Work required
Output exactly, please, the lines of the records below from the one containing "Task: point out the player's thigh" through the final line.

Extracted data
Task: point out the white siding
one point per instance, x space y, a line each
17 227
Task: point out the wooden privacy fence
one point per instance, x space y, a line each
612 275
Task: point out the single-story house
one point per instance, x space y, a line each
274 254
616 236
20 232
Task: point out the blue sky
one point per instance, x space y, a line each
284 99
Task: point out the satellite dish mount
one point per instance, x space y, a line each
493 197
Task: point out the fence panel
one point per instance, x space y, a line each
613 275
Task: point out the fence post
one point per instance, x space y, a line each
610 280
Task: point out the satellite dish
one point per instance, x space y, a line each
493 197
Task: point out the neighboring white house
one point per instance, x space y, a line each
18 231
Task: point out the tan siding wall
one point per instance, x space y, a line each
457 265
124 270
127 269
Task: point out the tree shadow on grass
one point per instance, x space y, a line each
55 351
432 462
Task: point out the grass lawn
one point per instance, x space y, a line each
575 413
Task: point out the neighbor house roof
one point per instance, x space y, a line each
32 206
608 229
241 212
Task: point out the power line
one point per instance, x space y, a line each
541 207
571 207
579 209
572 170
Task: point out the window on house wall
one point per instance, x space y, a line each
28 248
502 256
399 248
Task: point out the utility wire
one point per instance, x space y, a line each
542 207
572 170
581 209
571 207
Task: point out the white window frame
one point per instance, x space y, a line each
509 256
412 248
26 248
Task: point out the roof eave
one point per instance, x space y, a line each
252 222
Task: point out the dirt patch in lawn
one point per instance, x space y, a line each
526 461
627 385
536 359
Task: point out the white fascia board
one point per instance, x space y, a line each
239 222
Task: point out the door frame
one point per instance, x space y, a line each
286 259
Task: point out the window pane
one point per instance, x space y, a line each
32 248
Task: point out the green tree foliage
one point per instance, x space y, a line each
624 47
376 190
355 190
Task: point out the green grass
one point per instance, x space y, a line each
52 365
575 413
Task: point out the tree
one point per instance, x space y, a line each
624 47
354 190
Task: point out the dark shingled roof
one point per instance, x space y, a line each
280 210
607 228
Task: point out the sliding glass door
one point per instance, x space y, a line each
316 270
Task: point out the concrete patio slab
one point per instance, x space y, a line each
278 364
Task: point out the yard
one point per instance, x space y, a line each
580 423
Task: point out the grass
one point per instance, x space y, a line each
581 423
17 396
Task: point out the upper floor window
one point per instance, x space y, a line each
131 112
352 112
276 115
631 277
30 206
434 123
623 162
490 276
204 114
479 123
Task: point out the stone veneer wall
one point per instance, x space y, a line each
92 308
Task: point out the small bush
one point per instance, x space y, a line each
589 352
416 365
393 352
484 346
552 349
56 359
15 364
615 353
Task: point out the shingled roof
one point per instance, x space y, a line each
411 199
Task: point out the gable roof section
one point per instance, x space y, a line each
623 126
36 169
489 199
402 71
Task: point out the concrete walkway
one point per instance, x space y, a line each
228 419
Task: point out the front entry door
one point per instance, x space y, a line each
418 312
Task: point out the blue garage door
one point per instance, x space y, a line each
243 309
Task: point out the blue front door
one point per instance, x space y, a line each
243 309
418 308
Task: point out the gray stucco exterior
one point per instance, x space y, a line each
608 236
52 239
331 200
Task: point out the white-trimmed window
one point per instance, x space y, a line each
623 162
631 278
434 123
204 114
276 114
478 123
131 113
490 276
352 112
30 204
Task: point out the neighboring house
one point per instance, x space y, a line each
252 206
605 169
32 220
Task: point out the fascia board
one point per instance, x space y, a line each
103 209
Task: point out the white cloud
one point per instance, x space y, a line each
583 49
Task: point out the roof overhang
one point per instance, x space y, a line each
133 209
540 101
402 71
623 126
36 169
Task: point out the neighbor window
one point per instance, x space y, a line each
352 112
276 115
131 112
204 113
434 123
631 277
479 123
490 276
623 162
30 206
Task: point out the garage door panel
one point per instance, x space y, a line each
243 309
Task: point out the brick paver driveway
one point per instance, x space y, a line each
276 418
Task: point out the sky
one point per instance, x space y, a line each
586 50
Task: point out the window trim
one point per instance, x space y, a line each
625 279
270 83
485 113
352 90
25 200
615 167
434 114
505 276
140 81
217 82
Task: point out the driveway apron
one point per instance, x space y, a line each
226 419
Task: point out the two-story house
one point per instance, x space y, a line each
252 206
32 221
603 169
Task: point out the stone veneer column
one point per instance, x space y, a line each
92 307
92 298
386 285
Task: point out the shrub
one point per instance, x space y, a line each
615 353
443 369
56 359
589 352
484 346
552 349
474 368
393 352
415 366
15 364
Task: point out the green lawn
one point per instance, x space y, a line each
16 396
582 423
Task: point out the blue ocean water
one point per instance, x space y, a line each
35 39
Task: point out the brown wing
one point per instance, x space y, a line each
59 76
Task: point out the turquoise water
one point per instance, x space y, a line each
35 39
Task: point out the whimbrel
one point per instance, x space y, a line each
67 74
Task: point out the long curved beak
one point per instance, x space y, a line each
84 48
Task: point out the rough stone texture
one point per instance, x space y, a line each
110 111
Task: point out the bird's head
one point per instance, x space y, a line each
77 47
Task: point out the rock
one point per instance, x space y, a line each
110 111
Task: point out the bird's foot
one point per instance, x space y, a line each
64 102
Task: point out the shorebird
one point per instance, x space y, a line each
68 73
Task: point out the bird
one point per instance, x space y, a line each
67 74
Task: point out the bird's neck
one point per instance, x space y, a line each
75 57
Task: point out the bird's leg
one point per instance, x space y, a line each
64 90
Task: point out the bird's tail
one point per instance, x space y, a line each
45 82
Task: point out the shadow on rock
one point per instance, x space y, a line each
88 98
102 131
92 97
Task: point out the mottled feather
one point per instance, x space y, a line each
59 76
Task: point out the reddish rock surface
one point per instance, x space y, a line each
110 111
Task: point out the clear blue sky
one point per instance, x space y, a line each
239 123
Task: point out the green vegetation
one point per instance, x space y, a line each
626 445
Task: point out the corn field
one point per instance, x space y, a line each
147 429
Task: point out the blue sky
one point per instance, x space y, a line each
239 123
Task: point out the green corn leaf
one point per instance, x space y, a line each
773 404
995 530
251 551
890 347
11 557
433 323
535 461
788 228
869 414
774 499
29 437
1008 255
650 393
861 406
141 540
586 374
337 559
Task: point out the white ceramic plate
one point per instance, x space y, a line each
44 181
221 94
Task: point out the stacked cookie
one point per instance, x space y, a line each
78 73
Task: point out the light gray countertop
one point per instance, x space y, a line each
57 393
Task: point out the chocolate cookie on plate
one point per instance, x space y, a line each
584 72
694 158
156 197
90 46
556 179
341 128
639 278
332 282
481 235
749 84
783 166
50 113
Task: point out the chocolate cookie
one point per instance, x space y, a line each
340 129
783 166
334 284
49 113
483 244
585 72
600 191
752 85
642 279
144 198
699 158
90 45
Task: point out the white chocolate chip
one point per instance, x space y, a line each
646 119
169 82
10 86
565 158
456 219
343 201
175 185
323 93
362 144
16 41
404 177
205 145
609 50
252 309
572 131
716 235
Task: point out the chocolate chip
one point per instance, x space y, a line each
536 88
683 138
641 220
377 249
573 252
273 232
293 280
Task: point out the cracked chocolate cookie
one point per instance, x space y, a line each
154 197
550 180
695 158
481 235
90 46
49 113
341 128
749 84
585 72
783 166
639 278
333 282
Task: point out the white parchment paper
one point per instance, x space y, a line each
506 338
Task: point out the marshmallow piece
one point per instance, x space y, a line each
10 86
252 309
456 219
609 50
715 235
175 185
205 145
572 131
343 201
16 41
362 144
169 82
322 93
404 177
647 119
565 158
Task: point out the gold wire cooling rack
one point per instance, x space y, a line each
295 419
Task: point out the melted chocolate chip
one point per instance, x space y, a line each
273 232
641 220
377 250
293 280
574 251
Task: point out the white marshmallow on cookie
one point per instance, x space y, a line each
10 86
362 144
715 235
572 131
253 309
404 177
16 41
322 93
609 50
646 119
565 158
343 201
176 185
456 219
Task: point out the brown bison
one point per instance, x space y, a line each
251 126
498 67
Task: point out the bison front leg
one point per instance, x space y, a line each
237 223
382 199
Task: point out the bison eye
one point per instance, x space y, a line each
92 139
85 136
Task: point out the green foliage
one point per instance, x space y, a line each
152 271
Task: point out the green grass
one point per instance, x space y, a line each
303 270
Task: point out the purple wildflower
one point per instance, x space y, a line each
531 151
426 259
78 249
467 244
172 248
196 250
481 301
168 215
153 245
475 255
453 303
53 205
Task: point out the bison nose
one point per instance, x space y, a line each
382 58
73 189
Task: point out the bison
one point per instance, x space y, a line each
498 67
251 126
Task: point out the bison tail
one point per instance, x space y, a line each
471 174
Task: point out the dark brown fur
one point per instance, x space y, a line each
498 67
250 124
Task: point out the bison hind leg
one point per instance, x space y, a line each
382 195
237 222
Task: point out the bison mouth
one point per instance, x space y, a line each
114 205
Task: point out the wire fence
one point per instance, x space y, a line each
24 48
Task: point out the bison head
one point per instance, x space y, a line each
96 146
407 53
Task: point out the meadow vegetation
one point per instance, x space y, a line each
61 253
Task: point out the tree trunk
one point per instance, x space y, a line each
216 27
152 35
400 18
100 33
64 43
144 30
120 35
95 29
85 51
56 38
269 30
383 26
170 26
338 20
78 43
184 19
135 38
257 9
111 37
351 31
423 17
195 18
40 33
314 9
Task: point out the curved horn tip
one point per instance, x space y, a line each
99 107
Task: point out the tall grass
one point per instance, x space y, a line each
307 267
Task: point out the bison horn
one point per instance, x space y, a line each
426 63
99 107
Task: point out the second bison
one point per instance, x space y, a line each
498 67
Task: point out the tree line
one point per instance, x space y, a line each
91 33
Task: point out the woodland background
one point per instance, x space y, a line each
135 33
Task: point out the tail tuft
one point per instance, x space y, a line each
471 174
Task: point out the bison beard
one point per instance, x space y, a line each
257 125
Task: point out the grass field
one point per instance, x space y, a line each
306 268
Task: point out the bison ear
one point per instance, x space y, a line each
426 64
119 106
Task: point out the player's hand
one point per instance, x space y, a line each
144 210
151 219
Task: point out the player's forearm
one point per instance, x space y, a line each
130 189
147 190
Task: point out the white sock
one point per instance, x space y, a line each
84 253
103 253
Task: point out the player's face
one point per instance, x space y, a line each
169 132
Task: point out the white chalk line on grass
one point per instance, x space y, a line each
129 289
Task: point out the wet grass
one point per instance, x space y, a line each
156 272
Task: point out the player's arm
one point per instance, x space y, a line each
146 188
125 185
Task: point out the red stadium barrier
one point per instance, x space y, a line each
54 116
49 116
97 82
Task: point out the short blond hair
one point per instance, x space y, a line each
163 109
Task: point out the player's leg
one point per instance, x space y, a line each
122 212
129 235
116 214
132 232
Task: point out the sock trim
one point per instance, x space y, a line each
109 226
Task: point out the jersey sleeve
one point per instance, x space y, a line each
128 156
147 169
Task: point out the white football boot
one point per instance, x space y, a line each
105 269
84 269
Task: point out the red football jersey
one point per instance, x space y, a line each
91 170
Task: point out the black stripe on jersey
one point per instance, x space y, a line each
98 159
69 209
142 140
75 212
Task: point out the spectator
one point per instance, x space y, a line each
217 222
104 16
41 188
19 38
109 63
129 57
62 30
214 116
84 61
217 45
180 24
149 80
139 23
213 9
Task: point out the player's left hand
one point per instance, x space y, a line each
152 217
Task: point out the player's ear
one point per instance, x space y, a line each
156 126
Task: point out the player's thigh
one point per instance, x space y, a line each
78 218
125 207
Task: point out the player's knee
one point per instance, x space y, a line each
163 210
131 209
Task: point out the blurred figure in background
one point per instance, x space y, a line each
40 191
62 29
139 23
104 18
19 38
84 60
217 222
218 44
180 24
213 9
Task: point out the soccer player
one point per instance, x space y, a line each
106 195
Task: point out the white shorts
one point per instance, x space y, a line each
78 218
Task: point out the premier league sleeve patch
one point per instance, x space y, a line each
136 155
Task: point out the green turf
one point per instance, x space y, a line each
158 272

The response
Task: point out the player's thigh
one point per instance, x space y, a line each
78 218
125 207
Task: point out the player's knee
one point per instance, x space y, a line each
163 210
131 209
Task: point out the blurred figure in background
one point per instance, x space y, a line each
40 191
62 29
139 23
104 18
19 38
84 60
217 222
218 44
180 24
213 9
Task: point out the soccer player
one point per instance, x space y, a line each
106 195
Task: point out the white shorts
one point per instance, x space y, a line each
78 218
Task: point out the premier league sleeve patch
one point per instance, x space y, a line each
136 155
Task: point out the green turf
one point per instance, x space y, a line each
158 272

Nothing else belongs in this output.